= Ernst Fränkel (physician) =

German physician

Ernst Fränkel, Ernst Fraenkel (5 May 1844, in Breslau – 19 March 1921) German physician (gynecologist). He was the nephew of Ludwig F. Fränkel (1806–1872), German physician.

He studied medicine at the universities of Berlin, Vienna, and Breslau (M.D. 1866). He took part in the Austro-Prussian War in 1866 and in the Franco-Prussian War in 1870–1871 as assistant surgeon. In 1872 he established himself as physician, especially as accoucheur and gynecologist, in his native town. In 1873 he became privatdozent at the Breslau University, and in 1893 honorary professor. He took an active part in the politics and government of the city, and in 1903 was elected alderman of Breslau.

(Stored items)
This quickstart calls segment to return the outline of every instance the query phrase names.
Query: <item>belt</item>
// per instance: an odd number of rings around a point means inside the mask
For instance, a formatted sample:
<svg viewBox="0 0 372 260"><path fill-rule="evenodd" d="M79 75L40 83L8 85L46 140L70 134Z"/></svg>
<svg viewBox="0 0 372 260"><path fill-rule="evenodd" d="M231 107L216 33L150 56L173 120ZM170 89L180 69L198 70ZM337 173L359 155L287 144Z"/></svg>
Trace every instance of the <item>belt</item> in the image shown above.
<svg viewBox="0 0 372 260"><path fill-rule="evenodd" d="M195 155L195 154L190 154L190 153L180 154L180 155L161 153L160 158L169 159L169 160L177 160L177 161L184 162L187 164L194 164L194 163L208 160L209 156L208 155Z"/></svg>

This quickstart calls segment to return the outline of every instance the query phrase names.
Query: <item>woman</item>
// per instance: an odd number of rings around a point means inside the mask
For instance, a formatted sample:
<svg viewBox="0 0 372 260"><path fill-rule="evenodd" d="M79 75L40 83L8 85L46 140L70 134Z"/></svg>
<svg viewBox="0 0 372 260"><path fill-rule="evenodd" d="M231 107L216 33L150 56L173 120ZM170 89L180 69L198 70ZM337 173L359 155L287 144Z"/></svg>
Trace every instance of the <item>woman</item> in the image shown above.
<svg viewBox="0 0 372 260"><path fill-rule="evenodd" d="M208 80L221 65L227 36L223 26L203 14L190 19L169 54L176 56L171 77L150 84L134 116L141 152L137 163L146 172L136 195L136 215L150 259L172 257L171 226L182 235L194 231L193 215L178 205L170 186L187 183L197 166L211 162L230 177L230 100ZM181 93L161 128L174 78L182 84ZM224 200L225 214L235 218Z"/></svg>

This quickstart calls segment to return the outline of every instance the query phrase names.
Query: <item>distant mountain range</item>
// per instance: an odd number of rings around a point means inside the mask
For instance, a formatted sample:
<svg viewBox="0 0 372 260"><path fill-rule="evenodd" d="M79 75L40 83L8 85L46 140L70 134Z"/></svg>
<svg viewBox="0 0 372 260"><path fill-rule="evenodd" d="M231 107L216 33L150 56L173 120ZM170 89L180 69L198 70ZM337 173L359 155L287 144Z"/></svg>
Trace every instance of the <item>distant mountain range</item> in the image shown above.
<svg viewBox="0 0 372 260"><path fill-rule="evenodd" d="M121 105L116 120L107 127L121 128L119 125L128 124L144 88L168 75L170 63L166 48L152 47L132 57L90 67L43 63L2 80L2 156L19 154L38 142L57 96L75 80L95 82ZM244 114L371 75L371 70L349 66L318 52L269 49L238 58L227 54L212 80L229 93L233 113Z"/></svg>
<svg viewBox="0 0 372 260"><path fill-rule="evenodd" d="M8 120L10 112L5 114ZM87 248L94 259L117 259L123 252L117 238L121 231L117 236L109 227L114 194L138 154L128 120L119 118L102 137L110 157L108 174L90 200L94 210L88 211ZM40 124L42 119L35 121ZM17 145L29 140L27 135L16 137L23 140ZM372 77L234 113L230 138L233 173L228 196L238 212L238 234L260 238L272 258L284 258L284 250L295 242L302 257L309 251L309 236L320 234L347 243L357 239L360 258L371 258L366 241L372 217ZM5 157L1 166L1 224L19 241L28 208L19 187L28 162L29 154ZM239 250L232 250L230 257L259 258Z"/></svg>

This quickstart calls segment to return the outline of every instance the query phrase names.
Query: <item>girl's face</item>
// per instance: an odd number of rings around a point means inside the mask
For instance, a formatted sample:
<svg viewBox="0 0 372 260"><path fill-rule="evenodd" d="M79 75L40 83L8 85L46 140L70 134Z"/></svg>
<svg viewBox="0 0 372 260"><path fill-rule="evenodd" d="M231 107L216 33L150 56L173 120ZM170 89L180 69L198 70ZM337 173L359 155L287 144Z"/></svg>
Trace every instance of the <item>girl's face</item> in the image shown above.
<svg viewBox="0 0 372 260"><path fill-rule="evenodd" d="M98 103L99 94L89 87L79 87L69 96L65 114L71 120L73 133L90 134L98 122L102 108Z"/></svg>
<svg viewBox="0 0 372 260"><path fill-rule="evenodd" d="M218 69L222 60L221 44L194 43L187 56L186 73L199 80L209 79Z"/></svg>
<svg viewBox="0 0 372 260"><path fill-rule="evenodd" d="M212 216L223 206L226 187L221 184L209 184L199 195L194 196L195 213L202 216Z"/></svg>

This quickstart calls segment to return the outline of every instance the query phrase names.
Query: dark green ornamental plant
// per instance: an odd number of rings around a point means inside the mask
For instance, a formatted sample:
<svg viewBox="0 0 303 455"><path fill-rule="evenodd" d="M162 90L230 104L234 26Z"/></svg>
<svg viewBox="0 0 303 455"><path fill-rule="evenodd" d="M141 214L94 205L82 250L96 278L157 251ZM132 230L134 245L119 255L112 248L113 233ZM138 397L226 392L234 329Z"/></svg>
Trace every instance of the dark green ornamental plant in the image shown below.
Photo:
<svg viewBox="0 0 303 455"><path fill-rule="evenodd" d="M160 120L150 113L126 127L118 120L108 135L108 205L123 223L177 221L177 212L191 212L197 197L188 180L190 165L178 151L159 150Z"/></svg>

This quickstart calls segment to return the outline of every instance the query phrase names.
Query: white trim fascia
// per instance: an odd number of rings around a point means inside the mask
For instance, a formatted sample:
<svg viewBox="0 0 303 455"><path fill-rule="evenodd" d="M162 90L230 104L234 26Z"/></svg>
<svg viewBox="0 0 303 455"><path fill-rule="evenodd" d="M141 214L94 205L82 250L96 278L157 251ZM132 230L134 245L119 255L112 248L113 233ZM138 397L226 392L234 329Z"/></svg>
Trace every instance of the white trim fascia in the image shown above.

**TASK DESCRIPTION**
Return the part of the biography of Ernst Fränkel that opens with the words containing "Ernst Fränkel, Ernst" and closes with "alderman of Breslau.", copied exactly. The entries have no connection to the biography of Ernst Fränkel.

**RESULT OF THE TASK**
Ernst Fränkel, Ernst Fraenkel (5 May 1844, in Breslau – 19 March 1921) German physician (gynecologist). He was the nephew of Ludwig F. Fränkel (1806–1872), German physician.

He studied medicine at the universities of Berlin, Vienna, and Breslau (M.D. 1866). He took part in the Austro-Prussian War in 1866 and in the Franco-Prussian War in 1870–1871 as assistant surgeon. In 1872 he established himself as physician, especially as accoucheur and gynecologist, in his native town. In 1873 he became privatdozent at the Breslau University, and in 1893 honorary professor. He took an active part in the politics and government of the city, and in 1903 was elected alderman of Breslau.